● Problem requirements
Reproduce the part of the CRM guidance that opens with the words "Track the right" and closes with "you actually need.".

Automate where sensible. Set up automatic actions for repetitive tasks: auto-text on lead arrival, reminder to follow up if no contact after 4 hours, weekly summary email of pipeline status. But don't over-automate — the human touch matters in financial services.
Track the right metrics. Configure your CRM dashboard to show: leads received this week/month, average speed to first contact, contact rate, conversion rate, and cost per acquisition. Review these weekly to spot trends and problems early.
Common CRM Mistakes
- Over-customising from the start. Don't spend weeks building an elaborate CRM setup before you've received your first lead. Start with the basics — contacts, pipeline stages, reminders — and add complexity as you learn what you actually need.
- Not using it consistently. A CRM only works if you use it for every lead, every call, every outcome. Logging some interactions but not others makes your data unreliable and your follow-up inconsistent.
- Ignoring the data. The reporting your CRM produces is only valuable if you review it. Schedule 30 minutes each week to look at your metrics. This is where you spot problems and opportunities.

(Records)

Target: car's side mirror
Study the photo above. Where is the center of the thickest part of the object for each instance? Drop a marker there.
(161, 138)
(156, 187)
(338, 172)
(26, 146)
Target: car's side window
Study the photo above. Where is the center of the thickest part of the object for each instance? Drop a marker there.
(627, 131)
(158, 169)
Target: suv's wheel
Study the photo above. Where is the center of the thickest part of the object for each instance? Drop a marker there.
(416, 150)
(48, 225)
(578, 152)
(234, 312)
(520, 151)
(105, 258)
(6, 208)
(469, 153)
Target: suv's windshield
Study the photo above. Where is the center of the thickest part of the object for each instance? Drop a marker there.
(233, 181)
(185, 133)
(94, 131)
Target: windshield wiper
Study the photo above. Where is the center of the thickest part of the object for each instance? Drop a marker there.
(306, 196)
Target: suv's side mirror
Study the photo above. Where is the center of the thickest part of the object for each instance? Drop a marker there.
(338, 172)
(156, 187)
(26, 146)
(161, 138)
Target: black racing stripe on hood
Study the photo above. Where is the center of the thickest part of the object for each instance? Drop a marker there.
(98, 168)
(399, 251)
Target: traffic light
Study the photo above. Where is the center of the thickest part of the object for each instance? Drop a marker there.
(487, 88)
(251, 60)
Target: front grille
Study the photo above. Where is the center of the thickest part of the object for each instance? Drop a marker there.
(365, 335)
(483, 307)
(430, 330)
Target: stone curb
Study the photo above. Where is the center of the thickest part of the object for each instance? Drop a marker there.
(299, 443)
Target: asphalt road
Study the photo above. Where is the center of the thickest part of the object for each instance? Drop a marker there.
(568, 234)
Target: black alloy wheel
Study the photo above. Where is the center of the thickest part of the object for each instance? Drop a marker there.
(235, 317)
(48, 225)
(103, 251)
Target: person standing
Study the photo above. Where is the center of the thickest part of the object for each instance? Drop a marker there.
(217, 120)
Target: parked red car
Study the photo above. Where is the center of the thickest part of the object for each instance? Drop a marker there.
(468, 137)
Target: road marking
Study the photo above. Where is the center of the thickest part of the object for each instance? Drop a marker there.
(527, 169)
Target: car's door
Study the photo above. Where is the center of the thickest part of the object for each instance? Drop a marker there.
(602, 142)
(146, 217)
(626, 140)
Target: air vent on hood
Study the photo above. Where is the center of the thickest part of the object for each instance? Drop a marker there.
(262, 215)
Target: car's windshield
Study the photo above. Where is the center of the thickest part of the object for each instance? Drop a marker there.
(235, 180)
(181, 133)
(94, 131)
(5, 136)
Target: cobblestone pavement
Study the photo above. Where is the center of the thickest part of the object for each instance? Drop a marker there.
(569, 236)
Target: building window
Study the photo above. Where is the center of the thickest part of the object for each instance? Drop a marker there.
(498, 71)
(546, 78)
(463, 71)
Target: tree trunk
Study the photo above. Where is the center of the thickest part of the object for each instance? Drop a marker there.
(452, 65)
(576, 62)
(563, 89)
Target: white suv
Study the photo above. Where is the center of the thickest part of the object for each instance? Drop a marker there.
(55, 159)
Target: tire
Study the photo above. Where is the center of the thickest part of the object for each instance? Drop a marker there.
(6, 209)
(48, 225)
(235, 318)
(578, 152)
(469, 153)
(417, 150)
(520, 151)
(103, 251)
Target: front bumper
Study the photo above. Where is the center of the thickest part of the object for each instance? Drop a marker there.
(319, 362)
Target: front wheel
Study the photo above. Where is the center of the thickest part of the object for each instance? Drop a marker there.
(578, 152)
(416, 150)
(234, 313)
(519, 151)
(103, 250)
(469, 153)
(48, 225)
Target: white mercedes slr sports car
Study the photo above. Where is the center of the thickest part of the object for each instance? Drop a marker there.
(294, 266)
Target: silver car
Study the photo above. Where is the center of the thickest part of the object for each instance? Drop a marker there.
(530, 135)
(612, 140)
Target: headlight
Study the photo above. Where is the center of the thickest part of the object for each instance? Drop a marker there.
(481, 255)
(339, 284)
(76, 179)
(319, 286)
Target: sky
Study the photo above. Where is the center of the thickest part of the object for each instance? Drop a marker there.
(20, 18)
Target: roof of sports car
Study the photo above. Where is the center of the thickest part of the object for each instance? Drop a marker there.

● Exercise response
Track the right metrics. Configure your CRM dashboard to show: leads received this week/month, average speed to first contact, contact rate, conversion rate, and cost per acquisition. Review these weekly to spot trends and problems early.
Common CRM Mistakes
- Over-customising from the start. Don't spend weeks building an elaborate CRM setup before you've received your first lead. Start with the basics — contacts, pipeline stages, reminders — and add complexity as you learn what you actually need.